The task ->
In the records below, find the line that contains "to the large" and repeat it, along with each line after it, exactly as written.

Dataset records ->
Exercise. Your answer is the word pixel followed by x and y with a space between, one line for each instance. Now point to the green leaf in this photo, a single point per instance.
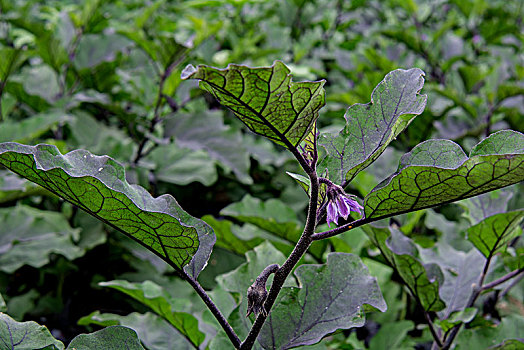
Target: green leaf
pixel 153 331
pixel 397 251
pixel 271 215
pixel 369 129
pixel 461 273
pixel 491 235
pixel 98 185
pixel 265 99
pixel 481 207
pixel 330 297
pixel 437 172
pixel 182 166
pixel 109 338
pixel 28 236
pixel 391 335
pixel 227 239
pixel 26 335
pixel 205 130
pixel 155 297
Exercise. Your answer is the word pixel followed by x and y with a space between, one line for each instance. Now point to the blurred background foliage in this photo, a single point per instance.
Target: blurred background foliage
pixel 105 76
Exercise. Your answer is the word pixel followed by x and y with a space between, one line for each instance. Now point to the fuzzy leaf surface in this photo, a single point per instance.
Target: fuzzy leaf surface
pixel 153 296
pixel 438 171
pixel 491 234
pixel 97 184
pixel 264 99
pixel 370 127
pixel 330 298
pixel 25 335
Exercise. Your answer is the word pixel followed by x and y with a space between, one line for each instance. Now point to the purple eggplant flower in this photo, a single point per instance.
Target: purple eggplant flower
pixel 340 206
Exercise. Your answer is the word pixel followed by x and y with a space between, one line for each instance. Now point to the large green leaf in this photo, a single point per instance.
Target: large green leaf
pixel 153 331
pixel 398 251
pixel 28 236
pixel 109 338
pixel 371 127
pixel 438 171
pixel 492 234
pixel 461 273
pixel 25 335
pixel 155 297
pixel 98 185
pixel 330 297
pixel 265 99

Response below ->
Exercise. Your answer is the word pixel followed by x and y with a space between, one line for each instance. Now point to the large green leaf in this photo, a single point per instance.
Target: large green leaf
pixel 153 331
pixel 398 251
pixel 28 236
pixel 109 338
pixel 371 127
pixel 438 171
pixel 492 234
pixel 461 273
pixel 25 335
pixel 155 297
pixel 98 185
pixel 330 297
pixel 265 99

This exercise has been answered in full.